◆ Passage shown ◆
- The US and China are on a collision course that threatens the world economy, Nouriel Roubini warned.
- The "Dr. Doom" economist pointed to growing tensions between the US and China.
- "If they fail to achieve a new understanding on the issues driving their current confrontation, they will eventually collide."
US-China tensions are headed down a dangerous path, and a collision between the two countries would destroy the world economy, according to top economist Nouriel Roubini.
The "Dr. Doom" economist, who is notorious for his bombastic prognostications on Wall Street, warned that both nations are in a cold war that could turn hot.
"If they fail to achieve a new understanding on issues driving their current confrontation, they will eventually collide," Roubini said in an op-ed for Project Syndicate on Wednesday. "That would lead inexorably to a military confrontation that would destroy the world economy, and which could even escalate to an unconventional (nuclear) conflict. The high stakes demand strategic restraint from both sides."
That bleak outcome is largely because China and the US are "increasingly paranoid about the other's intentions," Roubini said, and both are making political tensions worse by attempting to strengthen their defenses.
Tensions between the two nations have been growing after US politicians signaled support for Taiwan in late 2022. The US has also taken steps moves to distance its own economy from China's.

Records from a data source
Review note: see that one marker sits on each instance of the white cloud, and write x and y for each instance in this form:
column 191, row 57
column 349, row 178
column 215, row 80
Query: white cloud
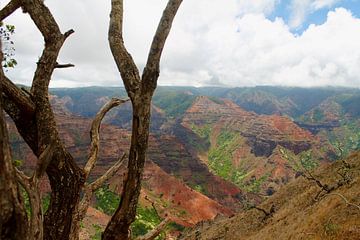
column 300, row 9
column 211, row 43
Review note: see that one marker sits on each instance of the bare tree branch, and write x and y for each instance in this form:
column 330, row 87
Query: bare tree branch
column 124, row 62
column 23, row 179
column 20, row 99
column 9, row 9
column 89, row 189
column 155, row 232
column 94, row 133
column 44, row 160
column 64, row 65
column 152, row 69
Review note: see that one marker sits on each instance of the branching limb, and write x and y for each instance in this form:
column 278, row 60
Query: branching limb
column 108, row 174
column 89, row 189
column 57, row 65
column 95, row 136
column 23, row 179
column 44, row 160
column 152, row 69
column 124, row 61
column 9, row 9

◆ To do ◆
1. According to the article on US-China tensions, in which publication did Roubini's op-ed appear?
2. Write what comes next in the article on US-China tensions, starting after its final sentence.
These entries have nothing to do with the article on US-China tensions.

◆ Expected responses ◆
1. Project Syndicate

2.
China has suggested it could retaliate if its firms continue to face harsh treatment in the US, and updated its anti-espionage laws earlier this year to increase oversight over foreign businesses.
But fears that China could rise as a dangerous world power are overblown, Roubini said, given the fact that China's economy is currently struggling from deflation, high debt levels, and poor growth prospects. Meanwhile, the US is underestimating its own economic advantage in growth industries, such as in AI, quantum computing, and robotics.
He suggested the US should be careful to de-risk, but not economically decouple from China. And China should stop its military drills around Taiwan, while both nations should work together on key threats to the global economy, he said, like climate change and regulating artificial intelligence.
Roubini has repeatedly warned of catastrophe for the global economy over the past year. That's because the world is facing a slew of "megathreats," he previously said, which include inequality, rampant disease, and the robot revolution putting people out of work.